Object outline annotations
>> BEGIN
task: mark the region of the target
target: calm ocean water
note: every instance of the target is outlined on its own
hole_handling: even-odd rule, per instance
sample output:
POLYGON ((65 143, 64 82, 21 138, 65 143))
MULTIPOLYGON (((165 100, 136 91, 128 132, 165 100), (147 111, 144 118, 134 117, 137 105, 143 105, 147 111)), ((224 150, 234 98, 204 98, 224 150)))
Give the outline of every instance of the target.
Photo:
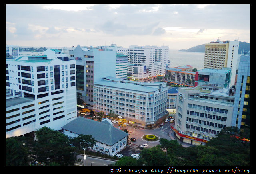
MULTIPOLYGON (((43 54, 42 52, 20 52, 20 55, 43 54)), ((238 60, 240 55, 238 54, 238 60)), ((171 67, 184 65, 190 65, 198 70, 204 69, 204 53, 178 51, 178 50, 169 50, 169 59, 171 61, 171 67)))
POLYGON ((169 59, 171 61, 171 68, 190 65, 200 70, 204 68, 204 53, 169 50, 169 59))

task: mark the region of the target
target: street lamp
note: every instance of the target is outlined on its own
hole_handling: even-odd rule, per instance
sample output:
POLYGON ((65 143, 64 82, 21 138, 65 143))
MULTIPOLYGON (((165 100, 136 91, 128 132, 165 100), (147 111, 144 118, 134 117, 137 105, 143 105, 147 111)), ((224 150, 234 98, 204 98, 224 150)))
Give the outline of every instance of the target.
MULTIPOLYGON (((85 155, 85 148, 83 148, 84 149, 84 162, 85 161, 85 160, 86 159, 86 156, 85 155)), ((85 165, 84 165, 85 166, 85 165)))
POLYGON ((167 156, 167 150, 166 149, 166 148, 164 148, 164 150, 163 150, 163 151, 166 152, 165 157, 167 156))

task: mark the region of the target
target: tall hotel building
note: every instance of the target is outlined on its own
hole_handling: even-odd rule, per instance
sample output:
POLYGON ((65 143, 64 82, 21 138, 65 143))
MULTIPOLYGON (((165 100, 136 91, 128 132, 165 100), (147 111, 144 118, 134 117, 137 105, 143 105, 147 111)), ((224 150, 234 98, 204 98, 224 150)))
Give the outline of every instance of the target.
POLYGON ((116 51, 78 45, 69 50, 69 55, 76 61, 77 92, 85 103, 92 105, 94 83, 106 76, 116 76, 116 51))
MULTIPOLYGON (((116 44, 112 44, 110 46, 101 46, 101 48, 109 48, 116 51, 116 77, 123 80, 127 79, 127 68, 128 58, 125 55, 124 49, 122 47, 116 46, 116 44), (119 49, 122 50, 122 53, 119 53, 119 49)), ((127 49, 126 49, 127 50, 127 49)))
POLYGON ((204 68, 221 69, 231 68, 230 85, 235 84, 239 41, 212 41, 205 46, 204 68))
POLYGON ((104 77, 94 84, 94 109, 107 114, 116 113, 129 124, 154 127, 168 115, 167 89, 164 83, 104 77))
POLYGON ((179 88, 175 125, 171 127, 182 141, 204 145, 231 126, 234 96, 229 88, 204 85, 179 88))
POLYGON ((250 127, 250 55, 240 58, 235 93, 232 126, 241 130, 250 127))
POLYGON ((18 46, 6 45, 6 58, 16 58, 20 55, 18 46))
POLYGON ((165 70, 170 67, 169 47, 167 46, 131 45, 126 49, 120 48, 118 51, 127 55, 128 73, 135 79, 164 74, 165 70))
POLYGON ((77 117, 76 61, 46 56, 6 60, 6 138, 77 117))

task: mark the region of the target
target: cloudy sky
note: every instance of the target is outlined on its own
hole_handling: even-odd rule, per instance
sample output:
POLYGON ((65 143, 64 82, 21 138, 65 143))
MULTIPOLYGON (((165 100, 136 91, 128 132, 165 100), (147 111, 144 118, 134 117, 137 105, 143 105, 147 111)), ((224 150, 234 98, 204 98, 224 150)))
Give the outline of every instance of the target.
POLYGON ((168 45, 250 43, 250 4, 6 4, 7 45, 168 45))

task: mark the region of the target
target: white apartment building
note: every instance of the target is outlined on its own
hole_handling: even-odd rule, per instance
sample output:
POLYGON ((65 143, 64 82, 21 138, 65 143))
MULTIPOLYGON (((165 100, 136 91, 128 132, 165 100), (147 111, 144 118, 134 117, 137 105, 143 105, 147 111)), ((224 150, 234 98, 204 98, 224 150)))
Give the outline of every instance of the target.
POLYGON ((6 138, 77 117, 76 61, 46 56, 6 60, 6 138))
POLYGON ((129 48, 119 47, 118 53, 127 55, 128 73, 134 79, 163 74, 170 67, 169 47, 167 46, 131 45, 129 48))
POLYGON ((204 145, 222 129, 231 126, 234 96, 229 88, 211 85, 179 88, 175 123, 182 141, 204 145))
POLYGON ((69 50, 72 49, 72 47, 64 47, 62 48, 62 53, 63 54, 66 54, 67 55, 66 56, 69 57, 69 50))
POLYGON ((67 57, 66 54, 63 53, 62 51, 58 49, 47 49, 44 51, 43 53, 44 55, 46 55, 48 59, 54 59, 58 57, 62 57, 63 59, 64 57, 67 57))
POLYGON ((116 46, 116 44, 112 44, 110 46, 101 46, 99 48, 108 49, 116 52, 116 76, 118 78, 126 80, 127 78, 127 68, 128 59, 127 56, 123 53, 119 53, 119 50, 122 49, 122 47, 116 46))
POLYGON ((212 41, 205 45, 204 68, 222 69, 231 68, 230 86, 235 84, 236 72, 238 69, 239 41, 212 41))
POLYGON ((144 128, 158 125, 165 118, 168 87, 164 83, 146 83, 106 77, 94 85, 94 109, 116 113, 144 128))
POLYGON ((20 55, 19 46, 16 45, 6 45, 6 57, 16 58, 20 55))
POLYGON ((77 92, 84 103, 93 104, 93 84, 105 76, 116 76, 116 52, 106 48, 81 47, 69 51, 76 61, 77 92))

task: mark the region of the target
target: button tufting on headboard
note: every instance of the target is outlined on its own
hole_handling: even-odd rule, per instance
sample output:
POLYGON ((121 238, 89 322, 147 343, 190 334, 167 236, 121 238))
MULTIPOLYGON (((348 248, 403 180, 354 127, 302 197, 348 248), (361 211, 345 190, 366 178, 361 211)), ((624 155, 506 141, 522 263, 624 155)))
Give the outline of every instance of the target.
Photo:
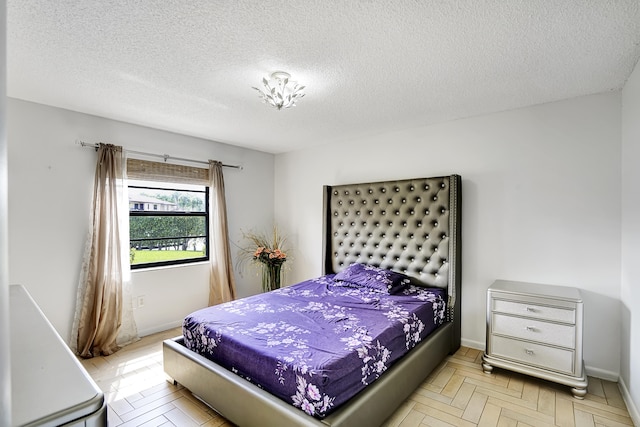
POLYGON ((426 285, 447 286, 452 177, 459 180, 446 176, 327 187, 331 219, 325 235, 331 240, 325 246, 332 256, 325 271, 362 262, 406 271, 426 285), (432 235, 438 236, 436 242, 432 235))

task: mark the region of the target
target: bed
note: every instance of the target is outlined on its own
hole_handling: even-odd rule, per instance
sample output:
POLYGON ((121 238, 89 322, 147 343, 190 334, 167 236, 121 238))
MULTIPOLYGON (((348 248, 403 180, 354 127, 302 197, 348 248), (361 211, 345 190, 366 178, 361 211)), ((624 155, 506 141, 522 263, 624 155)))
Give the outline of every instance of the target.
POLYGON ((165 372, 239 426, 380 425, 460 346, 460 198, 458 175, 324 187, 323 271, 315 281, 371 266, 406 275, 412 288, 443 289, 446 302, 441 325, 323 418, 188 349, 184 336, 163 343, 165 372))

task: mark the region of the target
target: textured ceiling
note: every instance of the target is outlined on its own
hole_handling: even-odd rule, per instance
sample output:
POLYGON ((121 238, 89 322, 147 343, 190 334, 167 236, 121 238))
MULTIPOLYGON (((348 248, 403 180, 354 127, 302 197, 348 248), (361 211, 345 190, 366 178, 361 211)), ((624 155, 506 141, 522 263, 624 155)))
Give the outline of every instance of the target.
POLYGON ((619 90, 640 0, 8 0, 8 94, 279 153, 619 90), (277 111, 251 86, 306 85, 277 111))

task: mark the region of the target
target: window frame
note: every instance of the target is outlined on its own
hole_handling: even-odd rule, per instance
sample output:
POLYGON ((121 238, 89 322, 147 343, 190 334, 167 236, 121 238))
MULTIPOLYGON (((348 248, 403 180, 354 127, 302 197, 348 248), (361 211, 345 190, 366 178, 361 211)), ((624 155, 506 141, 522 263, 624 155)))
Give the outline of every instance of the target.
>> END
Format the lines from the start of the entries through the line containing "POLYGON ((169 59, 171", inclusive, as a numbered list, skipping any blank lines and leaving the pictures out.

» **Correct answer**
1. task: mark the region of the target
2. target: calm ocean water
3. note: every instance of the target is outlined on its own
4. hole_handling: even-odd rule, per instance
5. sample output:
6. POLYGON ((65 143, 64 82, 21 138, 65 143))
7. MULTIPOLYGON (((165 100, 136 91, 128 132, 165 100), (147 111, 144 118, 134 117, 137 105, 143 105, 147 111)), ((224 150, 234 98, 204 98, 224 150)))
8. Give the outline of every instance of the target.
9. Photo:
10. MULTIPOLYGON (((43 54, 42 52, 20 52, 20 55, 43 54)), ((238 60, 240 55, 238 54, 238 60)), ((171 67, 184 65, 190 65, 198 70, 204 69, 204 53, 178 51, 178 50, 169 50, 169 59, 171 61, 171 67)))
11. POLYGON ((169 59, 171 61, 171 68, 190 65, 200 70, 204 68, 204 53, 169 50, 169 59))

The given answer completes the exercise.